ВЫБРАННЫЙ ФРАГМЕНТ:
▼

Истоки этого человеческого характера, его противоречивую сущность блестяще показал Алехо Карпентьер в своей повести «Арфа и тень» (1979), создав образ самого первого пикаро, ступившего на землю Нового Света,— Христофора Колумба, человека, соединяющего в себе черты Первооткрывателя и Завоевателя. Кстати, прообраз Альваро де Мендосы встречается в творчестве Карпентьера и намного раньше, в рассказе «Дорога святого Иакова» (1958). Это паломник Хуан из Антверпена, бывший студент университета и бывший солдат, что держит путь в испанский город Сантьяго-де-Компостела, но нарушает обет, устремляется в Севилью, откуда отправляется в Новый Свет. Затем, как в поучительной притче, следует божье наказание — тяжкая болезнь и пророческое видение, указующее путь к спасению.
Веселитесь, бедные идальго. Радуйтесь, лихие капитаны, Люди, добрым новостям внимайте, Вас зовут в неведомые страны. Для того, кто повидать желает Чудо новоявленного рая, Ныне десять каравелл крылатых Из Севильи разом отплывают,—
в этой песенке, которой заканчивается рассказ Карпентьера, преподносится лишь заманчивая, праздничная сторона путешествия: избавление от бедности, радость открытия нового— «чуда», «рая», приключений, но не стоит забывать, что поет ее не кто иной, как Дьявол, что это — искушение, то есть в конечном счете все-таки химера.
Так, и Альваро де Мендоса отправляется в заокеанские владения испанского короля, едва отпущены его страшные грехи наемника, отправляется опустошенным, «утратив бога», чтобы грешить в этом «новоявленном раю» еще более жестоко и отчаянно. Но рассматривать его жизнь как все нарастающий шквал грехов, кульминацией которых будет его последний обман — мистификация доминиканцев, то есть своего рода «антивоспитание», значило бы упростить художественно-философскую концепцию Д. Чаваррии.
Личность, заключающая в себе и свет и тень, Альваро не примитивный корыстолюбец и не демонический мститель. Он распахнут для новых впечатлений, он жаждет познания, не может оставаться на месте и удовлетвориться своей долей, как бы заманчива она ни была. Это лишь на первый, поверхностный взгляд вся его жизнь состоит из многочисленных попыток приспособиться к постоянно переменчивой действительности, «вписаться» в нее. Но, по сути, он с ней находится в вечном споре, яростно борется и стремится ее переделать — правда, лишь для себя одного.

▲

ИСХОДНЫЕ ДАННЫЕ:
▼

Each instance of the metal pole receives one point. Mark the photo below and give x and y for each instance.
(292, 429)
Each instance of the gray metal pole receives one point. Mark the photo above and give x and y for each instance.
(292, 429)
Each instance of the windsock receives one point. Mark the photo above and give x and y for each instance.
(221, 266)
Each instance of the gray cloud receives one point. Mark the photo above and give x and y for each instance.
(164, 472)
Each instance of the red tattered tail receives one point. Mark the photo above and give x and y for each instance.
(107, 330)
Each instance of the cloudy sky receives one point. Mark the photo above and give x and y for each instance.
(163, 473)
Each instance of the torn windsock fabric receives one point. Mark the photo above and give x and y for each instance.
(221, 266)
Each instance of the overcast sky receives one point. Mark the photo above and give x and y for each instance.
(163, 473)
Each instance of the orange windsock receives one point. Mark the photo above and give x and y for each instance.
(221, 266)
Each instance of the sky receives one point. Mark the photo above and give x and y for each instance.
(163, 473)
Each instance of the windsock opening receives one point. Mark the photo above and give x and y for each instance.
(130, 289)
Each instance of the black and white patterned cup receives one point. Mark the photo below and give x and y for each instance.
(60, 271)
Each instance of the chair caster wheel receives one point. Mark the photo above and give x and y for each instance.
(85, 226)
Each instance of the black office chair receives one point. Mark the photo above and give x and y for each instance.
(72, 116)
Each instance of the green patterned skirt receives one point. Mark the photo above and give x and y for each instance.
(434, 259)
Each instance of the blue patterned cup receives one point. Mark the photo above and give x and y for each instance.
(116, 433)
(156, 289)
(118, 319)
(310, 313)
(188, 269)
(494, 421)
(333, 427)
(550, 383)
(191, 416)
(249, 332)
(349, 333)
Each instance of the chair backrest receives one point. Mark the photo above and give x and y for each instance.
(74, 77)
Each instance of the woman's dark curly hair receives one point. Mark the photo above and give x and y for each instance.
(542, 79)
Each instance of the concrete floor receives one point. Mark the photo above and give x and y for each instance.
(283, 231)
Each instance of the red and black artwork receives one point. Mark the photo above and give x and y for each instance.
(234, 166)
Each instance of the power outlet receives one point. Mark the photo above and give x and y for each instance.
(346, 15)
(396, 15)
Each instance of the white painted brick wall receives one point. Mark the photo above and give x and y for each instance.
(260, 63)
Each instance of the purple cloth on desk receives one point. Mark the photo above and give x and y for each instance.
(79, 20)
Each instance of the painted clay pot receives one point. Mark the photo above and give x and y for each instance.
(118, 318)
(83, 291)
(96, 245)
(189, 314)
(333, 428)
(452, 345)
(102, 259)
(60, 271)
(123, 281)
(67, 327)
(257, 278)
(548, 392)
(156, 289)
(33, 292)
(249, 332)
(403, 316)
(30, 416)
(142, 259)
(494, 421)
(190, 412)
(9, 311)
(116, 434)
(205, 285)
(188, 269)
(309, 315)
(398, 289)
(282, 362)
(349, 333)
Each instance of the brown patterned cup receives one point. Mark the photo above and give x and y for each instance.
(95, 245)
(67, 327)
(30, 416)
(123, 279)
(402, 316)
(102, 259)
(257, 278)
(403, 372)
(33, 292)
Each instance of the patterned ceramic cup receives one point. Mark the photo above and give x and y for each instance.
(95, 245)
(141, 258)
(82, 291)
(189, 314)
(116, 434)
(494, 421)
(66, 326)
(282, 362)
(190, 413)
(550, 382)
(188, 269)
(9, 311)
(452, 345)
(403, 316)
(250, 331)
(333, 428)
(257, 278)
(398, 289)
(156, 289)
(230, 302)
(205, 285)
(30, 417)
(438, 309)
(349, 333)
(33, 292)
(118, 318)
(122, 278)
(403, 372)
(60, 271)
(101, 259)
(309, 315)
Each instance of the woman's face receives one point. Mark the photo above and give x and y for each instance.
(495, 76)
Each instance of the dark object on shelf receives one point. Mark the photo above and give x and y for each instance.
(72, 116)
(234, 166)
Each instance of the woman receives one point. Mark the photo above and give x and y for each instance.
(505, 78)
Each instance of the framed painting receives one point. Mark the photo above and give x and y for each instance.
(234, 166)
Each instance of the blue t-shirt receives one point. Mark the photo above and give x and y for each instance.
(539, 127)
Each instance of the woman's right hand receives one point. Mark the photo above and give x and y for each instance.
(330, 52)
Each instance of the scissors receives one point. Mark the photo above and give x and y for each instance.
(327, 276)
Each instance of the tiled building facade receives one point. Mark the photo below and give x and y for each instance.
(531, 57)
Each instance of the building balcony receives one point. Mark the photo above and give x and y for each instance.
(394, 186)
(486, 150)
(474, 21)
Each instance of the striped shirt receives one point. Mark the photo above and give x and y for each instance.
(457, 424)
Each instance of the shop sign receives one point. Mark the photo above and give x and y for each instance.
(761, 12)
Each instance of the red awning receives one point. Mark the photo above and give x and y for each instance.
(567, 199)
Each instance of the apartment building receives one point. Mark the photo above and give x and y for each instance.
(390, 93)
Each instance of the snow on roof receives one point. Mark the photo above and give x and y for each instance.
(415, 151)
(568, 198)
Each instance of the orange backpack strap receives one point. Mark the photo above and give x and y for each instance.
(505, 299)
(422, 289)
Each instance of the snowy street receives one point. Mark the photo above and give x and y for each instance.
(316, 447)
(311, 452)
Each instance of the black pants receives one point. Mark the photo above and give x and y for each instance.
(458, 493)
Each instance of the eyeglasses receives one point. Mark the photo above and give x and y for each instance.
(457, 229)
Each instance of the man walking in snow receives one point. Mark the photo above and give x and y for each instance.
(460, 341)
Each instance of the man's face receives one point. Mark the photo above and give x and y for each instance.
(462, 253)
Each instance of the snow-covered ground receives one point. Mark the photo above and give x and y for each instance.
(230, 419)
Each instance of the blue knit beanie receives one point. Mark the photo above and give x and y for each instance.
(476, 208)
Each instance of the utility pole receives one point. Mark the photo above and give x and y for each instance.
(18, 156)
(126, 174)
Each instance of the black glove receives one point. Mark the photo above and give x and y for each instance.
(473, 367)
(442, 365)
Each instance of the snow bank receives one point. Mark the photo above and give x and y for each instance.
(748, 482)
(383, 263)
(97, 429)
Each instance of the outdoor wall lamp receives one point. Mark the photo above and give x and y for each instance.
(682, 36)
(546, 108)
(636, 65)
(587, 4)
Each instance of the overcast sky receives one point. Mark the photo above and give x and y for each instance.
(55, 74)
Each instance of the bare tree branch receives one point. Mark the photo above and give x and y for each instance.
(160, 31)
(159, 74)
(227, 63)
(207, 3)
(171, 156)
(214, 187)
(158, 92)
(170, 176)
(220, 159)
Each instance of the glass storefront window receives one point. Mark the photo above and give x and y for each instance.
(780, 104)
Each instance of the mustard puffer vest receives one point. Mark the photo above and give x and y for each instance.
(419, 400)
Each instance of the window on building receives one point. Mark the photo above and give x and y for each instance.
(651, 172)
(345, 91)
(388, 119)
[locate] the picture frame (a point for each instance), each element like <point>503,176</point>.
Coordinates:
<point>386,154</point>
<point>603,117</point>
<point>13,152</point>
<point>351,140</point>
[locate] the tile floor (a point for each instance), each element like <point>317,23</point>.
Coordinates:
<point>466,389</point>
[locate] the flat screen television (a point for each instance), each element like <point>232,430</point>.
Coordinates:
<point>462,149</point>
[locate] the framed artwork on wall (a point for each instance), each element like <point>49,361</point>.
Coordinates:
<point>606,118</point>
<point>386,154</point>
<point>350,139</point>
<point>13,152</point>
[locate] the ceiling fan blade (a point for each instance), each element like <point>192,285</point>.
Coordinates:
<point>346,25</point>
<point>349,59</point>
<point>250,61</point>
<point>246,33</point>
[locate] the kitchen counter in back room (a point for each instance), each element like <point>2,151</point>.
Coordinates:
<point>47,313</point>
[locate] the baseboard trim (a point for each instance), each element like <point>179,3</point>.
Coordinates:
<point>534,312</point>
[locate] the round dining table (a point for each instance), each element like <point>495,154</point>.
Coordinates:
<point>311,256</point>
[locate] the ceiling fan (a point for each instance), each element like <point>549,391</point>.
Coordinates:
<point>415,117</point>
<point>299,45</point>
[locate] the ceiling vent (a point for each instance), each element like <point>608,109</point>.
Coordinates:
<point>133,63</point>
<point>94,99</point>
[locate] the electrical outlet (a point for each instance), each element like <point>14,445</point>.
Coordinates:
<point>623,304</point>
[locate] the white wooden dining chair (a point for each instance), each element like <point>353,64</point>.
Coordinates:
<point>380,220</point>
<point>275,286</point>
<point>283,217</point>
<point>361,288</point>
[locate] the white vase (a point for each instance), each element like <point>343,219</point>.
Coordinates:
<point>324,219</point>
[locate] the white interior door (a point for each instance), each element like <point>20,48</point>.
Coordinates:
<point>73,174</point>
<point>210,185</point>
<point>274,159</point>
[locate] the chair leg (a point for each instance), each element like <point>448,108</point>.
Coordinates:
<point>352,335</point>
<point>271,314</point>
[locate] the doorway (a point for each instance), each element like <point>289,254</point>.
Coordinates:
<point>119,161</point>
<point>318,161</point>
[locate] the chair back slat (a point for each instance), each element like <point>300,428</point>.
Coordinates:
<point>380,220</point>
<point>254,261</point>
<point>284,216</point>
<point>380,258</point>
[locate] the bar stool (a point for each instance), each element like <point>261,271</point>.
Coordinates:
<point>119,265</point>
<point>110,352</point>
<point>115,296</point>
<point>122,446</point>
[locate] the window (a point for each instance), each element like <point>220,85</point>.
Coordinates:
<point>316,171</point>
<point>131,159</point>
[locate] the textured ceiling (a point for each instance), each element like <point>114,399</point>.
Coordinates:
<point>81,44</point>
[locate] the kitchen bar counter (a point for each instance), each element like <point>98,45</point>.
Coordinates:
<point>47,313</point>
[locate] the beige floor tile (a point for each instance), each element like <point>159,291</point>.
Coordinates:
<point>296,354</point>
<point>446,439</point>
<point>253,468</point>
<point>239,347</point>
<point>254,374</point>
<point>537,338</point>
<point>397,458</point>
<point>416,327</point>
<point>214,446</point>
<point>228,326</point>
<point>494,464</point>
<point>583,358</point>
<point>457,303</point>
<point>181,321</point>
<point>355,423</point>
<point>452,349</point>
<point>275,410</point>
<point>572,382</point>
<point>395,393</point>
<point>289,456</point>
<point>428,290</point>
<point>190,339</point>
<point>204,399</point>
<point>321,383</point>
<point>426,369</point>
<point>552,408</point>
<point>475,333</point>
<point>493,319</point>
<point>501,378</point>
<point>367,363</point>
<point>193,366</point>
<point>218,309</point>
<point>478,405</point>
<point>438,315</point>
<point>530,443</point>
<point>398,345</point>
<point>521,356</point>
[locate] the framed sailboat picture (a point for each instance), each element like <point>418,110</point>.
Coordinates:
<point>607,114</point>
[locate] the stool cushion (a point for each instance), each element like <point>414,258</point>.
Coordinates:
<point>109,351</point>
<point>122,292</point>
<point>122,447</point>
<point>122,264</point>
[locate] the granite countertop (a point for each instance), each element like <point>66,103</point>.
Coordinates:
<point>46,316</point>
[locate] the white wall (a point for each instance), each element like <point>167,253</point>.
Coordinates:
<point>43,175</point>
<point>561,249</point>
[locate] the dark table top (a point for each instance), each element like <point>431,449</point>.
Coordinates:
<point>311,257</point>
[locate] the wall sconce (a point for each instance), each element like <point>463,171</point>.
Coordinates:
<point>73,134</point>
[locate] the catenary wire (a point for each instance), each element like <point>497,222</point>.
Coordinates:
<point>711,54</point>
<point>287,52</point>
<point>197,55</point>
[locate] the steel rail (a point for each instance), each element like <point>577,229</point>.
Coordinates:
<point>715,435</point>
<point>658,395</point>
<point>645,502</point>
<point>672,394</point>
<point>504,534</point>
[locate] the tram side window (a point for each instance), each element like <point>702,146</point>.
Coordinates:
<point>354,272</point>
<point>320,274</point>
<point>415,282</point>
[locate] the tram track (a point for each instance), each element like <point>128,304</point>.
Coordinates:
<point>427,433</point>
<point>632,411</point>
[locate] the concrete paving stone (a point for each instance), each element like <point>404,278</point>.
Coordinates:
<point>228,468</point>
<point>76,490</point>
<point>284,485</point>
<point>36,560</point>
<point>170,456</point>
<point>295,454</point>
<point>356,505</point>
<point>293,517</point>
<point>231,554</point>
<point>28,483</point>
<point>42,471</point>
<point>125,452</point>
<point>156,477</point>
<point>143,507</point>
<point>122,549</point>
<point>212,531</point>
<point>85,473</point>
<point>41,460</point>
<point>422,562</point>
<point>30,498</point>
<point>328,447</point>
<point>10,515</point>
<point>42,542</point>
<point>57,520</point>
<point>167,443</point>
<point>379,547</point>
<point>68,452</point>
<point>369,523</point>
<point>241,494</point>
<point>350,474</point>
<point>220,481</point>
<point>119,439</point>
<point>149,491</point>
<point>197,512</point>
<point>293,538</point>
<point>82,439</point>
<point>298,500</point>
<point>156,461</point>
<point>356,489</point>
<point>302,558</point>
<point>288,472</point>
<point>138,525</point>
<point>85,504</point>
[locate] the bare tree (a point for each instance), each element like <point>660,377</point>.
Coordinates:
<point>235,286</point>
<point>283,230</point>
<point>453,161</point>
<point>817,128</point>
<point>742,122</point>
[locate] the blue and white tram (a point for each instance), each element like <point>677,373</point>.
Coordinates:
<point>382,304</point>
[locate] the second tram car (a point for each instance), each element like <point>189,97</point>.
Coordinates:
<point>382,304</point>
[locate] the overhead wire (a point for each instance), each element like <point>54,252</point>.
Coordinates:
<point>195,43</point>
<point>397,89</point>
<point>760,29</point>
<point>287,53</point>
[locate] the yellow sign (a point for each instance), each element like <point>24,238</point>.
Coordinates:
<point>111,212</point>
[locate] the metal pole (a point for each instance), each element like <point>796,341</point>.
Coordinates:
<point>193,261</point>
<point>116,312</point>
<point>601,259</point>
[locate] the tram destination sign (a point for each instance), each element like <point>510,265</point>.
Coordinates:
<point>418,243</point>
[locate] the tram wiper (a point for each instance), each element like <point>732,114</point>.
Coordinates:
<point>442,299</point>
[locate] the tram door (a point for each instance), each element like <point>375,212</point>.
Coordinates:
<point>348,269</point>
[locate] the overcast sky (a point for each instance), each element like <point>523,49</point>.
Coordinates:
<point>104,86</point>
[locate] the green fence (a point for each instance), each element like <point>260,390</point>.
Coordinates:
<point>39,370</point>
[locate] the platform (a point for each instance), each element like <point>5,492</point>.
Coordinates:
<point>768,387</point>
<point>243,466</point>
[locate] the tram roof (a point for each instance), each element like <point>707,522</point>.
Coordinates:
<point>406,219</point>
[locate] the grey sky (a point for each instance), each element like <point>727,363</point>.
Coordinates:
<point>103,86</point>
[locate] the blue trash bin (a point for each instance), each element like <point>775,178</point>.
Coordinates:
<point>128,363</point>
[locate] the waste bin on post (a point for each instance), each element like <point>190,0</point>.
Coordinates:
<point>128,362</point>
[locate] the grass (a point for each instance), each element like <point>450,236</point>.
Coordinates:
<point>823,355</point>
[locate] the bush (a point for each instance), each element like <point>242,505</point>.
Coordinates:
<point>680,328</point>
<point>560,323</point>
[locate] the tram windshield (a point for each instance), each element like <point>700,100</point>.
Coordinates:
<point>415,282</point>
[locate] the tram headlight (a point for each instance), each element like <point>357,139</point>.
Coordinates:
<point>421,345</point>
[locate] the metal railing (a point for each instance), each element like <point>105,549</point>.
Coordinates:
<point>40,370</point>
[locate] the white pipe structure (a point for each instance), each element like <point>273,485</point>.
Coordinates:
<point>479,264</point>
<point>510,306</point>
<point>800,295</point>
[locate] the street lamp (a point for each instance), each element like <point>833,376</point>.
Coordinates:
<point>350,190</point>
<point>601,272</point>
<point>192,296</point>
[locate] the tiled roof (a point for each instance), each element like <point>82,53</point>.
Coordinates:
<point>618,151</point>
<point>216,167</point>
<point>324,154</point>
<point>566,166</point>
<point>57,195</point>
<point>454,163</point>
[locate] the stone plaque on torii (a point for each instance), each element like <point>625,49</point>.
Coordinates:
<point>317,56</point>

▲

НАД ЧЕМ РАБОТАТЬ:
A. Перечислите всех людей и персонажей, которые названы во фрагменте по имени.
B. Перескажите короче абзац фрагмента, который начинается словами «Личность, заключающая в себе и свет и тень». Сохраните его основные мысли.
C. Продолжите фрагмент об Альваро де Мендосе и героях Карпентьера, начиная сразу после его последнего предложения.

ПИСЬМЕННЫЕ ОТВЕТЫ:
A. Алехо Карпентьер, Христофор Колумб, Альваро де Мендоса, Хуан из Антверпена, Д. Чаваррия.

B. Альваро соединяет в себе свет и тень: он не примитивный корыстолюбец и не демонический мститель. Он открыт новым впечатлениям, жаждет познания и не может довольствоваться своей долей. Внешне его жизнь выглядит как череда попыток приспособиться к переменчивой действительности. На деле же он постоянно с ней спорит и стремится ее переделать, хотя лишь для себя одного.

C.
Он создает себе десятки новых жизней — новых имен и биографий, новых моделей поведения. Вульгарное лицедейство плута вырастает у него до высот подлинного творчества, где человек становится вровень с богом и даже соперничает с ним,— ведь тот дал Альваро сдчу-единственную жизнь... Чем, как не попыткой сотворить себе свой собственный мир вне законов окружающей реальности с ее войнами, инквизицией, сословной иерархией, оказывается его путешествие с табором по Европе или захватывающая и трогательная робинзонада с негром Памбеле?.. Оба эти случая — не что иное, как попытки создания утопии, которые терпят крах даже не столько под воздействием внешних обстоятельств, сколько из-за того, что дают свои всходы семена ненависти или алчности в душе индивидуалиста, каким предстает перед потомками Альваро де Мендоса.
Этот исторический тип проходит сквозь века, эволюционирует, и вот преступник международного класса
Бернардо Пьедраита, читая в архиве исповедь Мендосы, словно смотрится в затуманенное временем зеркало.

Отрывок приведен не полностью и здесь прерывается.